__TASK INPUT__:
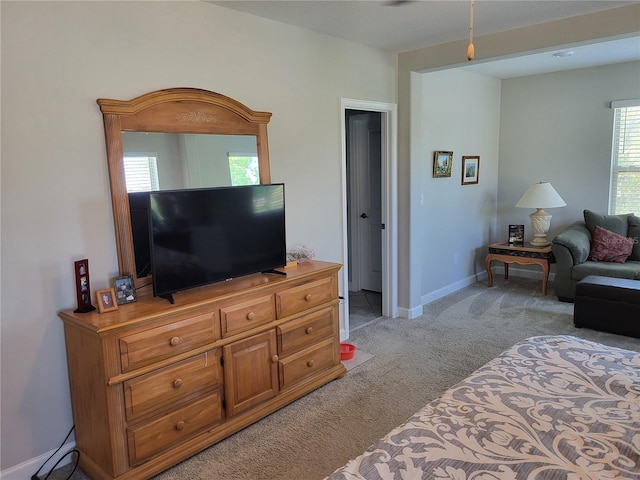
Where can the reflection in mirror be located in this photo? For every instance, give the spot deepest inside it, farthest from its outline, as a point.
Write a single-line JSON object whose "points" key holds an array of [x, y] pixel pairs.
{"points": [[168, 161], [193, 121], [172, 161]]}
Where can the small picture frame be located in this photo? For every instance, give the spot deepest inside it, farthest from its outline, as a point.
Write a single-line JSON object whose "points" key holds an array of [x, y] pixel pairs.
{"points": [[106, 300], [83, 287], [516, 235], [470, 169], [123, 286], [442, 162]]}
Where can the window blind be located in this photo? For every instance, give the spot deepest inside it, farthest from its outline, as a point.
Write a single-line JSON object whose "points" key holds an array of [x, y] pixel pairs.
{"points": [[625, 158], [141, 174]]}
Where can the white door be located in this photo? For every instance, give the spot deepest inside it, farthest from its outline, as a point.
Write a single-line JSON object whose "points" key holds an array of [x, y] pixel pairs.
{"points": [[366, 198]]}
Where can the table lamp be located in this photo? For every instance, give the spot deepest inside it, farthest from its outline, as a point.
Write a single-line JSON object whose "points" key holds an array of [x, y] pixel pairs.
{"points": [[540, 195]]}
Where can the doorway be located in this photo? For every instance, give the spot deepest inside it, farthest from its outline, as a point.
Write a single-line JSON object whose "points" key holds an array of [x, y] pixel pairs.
{"points": [[369, 162], [364, 219]]}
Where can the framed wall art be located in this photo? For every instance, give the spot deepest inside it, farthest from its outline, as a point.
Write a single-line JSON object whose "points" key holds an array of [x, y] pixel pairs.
{"points": [[125, 293], [83, 287], [470, 169], [442, 162], [106, 300]]}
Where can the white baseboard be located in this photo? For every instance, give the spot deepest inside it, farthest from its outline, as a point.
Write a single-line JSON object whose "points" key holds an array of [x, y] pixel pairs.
{"points": [[448, 289], [26, 469]]}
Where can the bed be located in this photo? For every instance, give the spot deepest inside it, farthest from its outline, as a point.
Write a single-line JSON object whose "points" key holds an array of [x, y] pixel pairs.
{"points": [[550, 407]]}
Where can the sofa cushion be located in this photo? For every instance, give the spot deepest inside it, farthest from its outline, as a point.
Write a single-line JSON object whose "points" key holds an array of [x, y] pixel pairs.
{"points": [[615, 223], [634, 233], [607, 246], [628, 269], [577, 240]]}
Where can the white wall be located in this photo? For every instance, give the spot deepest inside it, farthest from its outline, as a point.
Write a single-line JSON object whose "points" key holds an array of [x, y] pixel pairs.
{"points": [[558, 127], [57, 59], [460, 113]]}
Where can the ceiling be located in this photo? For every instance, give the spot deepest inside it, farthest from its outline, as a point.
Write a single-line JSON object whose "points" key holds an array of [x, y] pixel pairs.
{"points": [[409, 25]]}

__PROMPT__:
One number makes up the answer: the number of lines among the entries that include the word "wall".

__OUTPUT FOR THIS EXERCISE__:
2